### Texte fourni:
■ ■ ■ ■
Fruit de la collaboration de Marion Siéfart et d'Helena de Laurens, ce spectacle créé en 2020 ayant pour sujet le harcèlement interroge la façon dont on se met en scène sur les réseaux sociaux et pointe le doigt sur ce nouvel outil d'expression.
Deux niveaux de lecture
Jeanne Dark, c'est le pseudo que se choisit sur Instagram le personnage de la pièce de Marion Siéfart. Dans cette fiction, une jeune fille de 16 ans, moquée par ses camarades de lycée, confie son mal-être face caméra dans un live posté sur Insta. Le public du théâtre assiste à la captation en live par l'actrice et la pièce, qui peut être suivie simultanément sur le réseau social, offre un double niveau de lecture. Le spectacle est à la fois dans la salle et sur le web : deux espaces d'expression qui viennent se confronter l'un à l'autre. "Un vrai compte Insta a été créé pour ce spectacle au nom de Jeanne Dark, explique Marion. Les dates de représentations sont annoncées, ce qui permet aux followers d'envoyer leurs messages au personnage de fiction pendant le spectacle." En salle de spectacle, deux écrans monumentaux placés sur la scène affichent les commentaires en temps réel. L'actrice Helena de Laurens réagit pendant le spectacle aux remarques des internautes au fil de son récit, ce qui fait de chaque représentation une exception.
■ ■ ■ ■
### Données fournies:
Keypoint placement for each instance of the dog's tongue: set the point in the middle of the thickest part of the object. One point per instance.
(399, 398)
■ ■ ■ ■
### Consignes à traiter:
- A) D'après le texte, quel âge a la jeune fille dont la fiction fait le personnage principal ?
- B) Reproduisez à l'identique le passage du texte qui va de « Fruit de la » jusqu'à « nouvel outil d'expression. ».
Appuyez-vous exclusivement sur le texte, sans recourir à la liste.

### Réponses dans l'ordre:
- A) Elle a 16 ans.

- B)
Fruit de la collaboration de Marion Siéfart et d'Helena de Laurens, ce spectacle créé en 2020 ayant pour sujet le harcèlement interroge la façon dont on se met en scène sur les réseaux sociaux et pointe le doigt sur ce nouvel outil d'expression.